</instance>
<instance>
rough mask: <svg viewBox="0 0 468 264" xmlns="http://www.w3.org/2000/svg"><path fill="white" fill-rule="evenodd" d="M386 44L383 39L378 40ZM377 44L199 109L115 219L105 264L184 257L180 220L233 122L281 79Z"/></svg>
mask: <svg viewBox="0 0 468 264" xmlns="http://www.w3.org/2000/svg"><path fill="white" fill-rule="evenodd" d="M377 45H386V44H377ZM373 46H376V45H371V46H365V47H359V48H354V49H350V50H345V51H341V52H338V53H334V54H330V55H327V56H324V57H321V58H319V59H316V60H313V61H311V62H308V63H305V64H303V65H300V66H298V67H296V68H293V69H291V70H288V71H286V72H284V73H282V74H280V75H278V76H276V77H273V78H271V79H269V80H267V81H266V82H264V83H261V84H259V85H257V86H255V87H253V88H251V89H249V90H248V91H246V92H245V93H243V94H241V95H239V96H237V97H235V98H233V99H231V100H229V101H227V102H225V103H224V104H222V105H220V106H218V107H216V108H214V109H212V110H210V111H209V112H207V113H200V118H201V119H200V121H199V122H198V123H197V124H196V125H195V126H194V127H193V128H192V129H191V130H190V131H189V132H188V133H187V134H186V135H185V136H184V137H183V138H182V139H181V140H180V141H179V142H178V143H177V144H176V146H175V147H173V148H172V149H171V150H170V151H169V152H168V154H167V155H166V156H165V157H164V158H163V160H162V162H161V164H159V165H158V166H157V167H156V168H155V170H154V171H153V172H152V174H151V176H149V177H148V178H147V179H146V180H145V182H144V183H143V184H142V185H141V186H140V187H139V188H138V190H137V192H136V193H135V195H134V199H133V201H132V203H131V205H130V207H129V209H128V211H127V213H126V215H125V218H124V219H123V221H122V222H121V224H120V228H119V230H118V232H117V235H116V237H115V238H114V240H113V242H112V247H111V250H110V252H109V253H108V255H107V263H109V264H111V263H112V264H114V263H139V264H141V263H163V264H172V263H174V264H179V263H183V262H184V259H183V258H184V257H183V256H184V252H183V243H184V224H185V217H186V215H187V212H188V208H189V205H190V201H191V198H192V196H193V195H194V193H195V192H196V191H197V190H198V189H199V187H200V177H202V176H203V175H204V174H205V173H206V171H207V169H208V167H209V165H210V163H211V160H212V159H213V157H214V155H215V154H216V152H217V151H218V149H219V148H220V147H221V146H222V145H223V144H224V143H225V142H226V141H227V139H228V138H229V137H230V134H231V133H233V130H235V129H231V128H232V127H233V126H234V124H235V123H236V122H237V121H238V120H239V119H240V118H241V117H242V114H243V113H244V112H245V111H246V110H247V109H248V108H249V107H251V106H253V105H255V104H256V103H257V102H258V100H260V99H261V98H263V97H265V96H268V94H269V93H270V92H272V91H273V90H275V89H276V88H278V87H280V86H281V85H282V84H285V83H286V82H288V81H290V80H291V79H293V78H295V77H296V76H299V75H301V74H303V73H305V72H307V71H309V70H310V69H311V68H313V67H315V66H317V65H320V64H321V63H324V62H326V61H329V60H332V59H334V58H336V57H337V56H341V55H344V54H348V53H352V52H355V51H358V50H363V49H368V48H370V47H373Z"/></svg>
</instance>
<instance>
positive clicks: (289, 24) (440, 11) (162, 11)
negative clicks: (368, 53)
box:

→ **TASK DETAILS**
Beginning with the opening line and ending with the final one, transcribe the material exactly.

→ **EXERCISE RESPONSE**
</instance>
<instance>
rough mask: <svg viewBox="0 0 468 264" xmlns="http://www.w3.org/2000/svg"><path fill="white" fill-rule="evenodd" d="M386 44L383 39L378 40ZM377 44L199 109L115 219L105 264L184 257L180 220L233 122L281 79Z"/></svg>
mask: <svg viewBox="0 0 468 264" xmlns="http://www.w3.org/2000/svg"><path fill="white" fill-rule="evenodd" d="M377 45H386V44H377ZM373 46H376V45H371V46H365V47H359V48H354V49H350V50H345V51H341V52H338V53H334V54H330V55H327V56H324V57H321V58H319V59H316V60H313V61H311V62H308V63H305V64H303V65H300V66H298V67H296V68H293V69H291V70H288V71H286V72H284V73H282V74H280V75H278V76H276V77H273V78H271V79H269V80H267V81H266V82H264V83H261V84H259V85H257V86H255V87H253V88H251V89H249V90H248V91H246V92H245V93H243V94H241V95H239V96H237V97H235V98H233V99H231V100H229V101H227V102H225V103H224V104H222V105H220V106H218V107H216V108H214V109H212V110H210V111H209V112H207V113H200V118H201V119H200V121H199V122H198V123H197V124H196V125H195V126H194V127H193V128H192V129H191V130H190V131H189V132H188V133H187V134H186V135H185V136H184V137H183V138H182V139H181V140H180V141H179V142H178V143H177V144H176V146H175V147H173V148H172V149H171V150H170V151H169V152H168V154H167V155H166V156H165V157H164V158H163V160H162V162H161V164H159V165H158V166H157V167H156V168H155V170H154V171H153V172H152V174H151V176H149V177H148V178H147V179H146V180H145V182H144V183H143V184H142V185H141V186H140V187H139V188H138V190H137V192H136V193H135V195H134V199H133V201H132V203H131V205H130V207H129V209H128V211H127V213H126V215H125V218H124V219H123V221H122V222H121V224H120V228H119V230H118V232H117V235H116V237H115V238H114V240H113V242H112V247H111V250H110V252H109V253H108V255H107V263H109V264H111V263H112V264H114V263H139V264H141V263H163V264H172V263H174V264H179V263H183V262H184V259H183V258H184V257H183V256H184V252H183V243H184V224H185V217H186V215H187V212H188V208H189V205H190V201H191V198H192V196H193V195H194V193H195V192H196V191H197V190H198V189H199V187H200V177H202V176H203V175H204V174H205V173H206V171H207V169H208V167H209V165H210V163H211V160H212V159H213V157H214V155H215V154H216V152H217V151H218V149H219V148H220V147H221V146H222V145H223V144H224V143H225V142H226V141H227V139H228V138H229V137H230V134H231V133H233V130H235V129H231V128H232V127H233V126H234V124H235V123H236V122H237V121H238V120H239V119H240V118H241V117H242V114H243V113H244V112H245V111H246V110H247V109H248V108H249V107H251V106H253V105H255V104H256V103H257V102H258V100H260V99H261V98H263V97H265V96H268V94H269V93H270V92H272V91H273V90H275V89H276V88H278V87H280V86H281V85H282V84H285V83H286V82H288V81H290V80H291V79H293V78H295V77H296V76H299V75H301V74H303V73H305V72H307V71H309V70H310V69H311V68H313V67H315V66H317V65H320V64H321V63H324V62H326V61H329V60H332V59H334V58H336V57H337V56H341V55H344V54H348V53H352V52H355V51H358V50H363V49H368V48H370V47H373Z"/></svg>
</instance>
<instance>
positive clicks: (289, 24) (440, 11) (162, 11)
negative clicks: (368, 53)
box:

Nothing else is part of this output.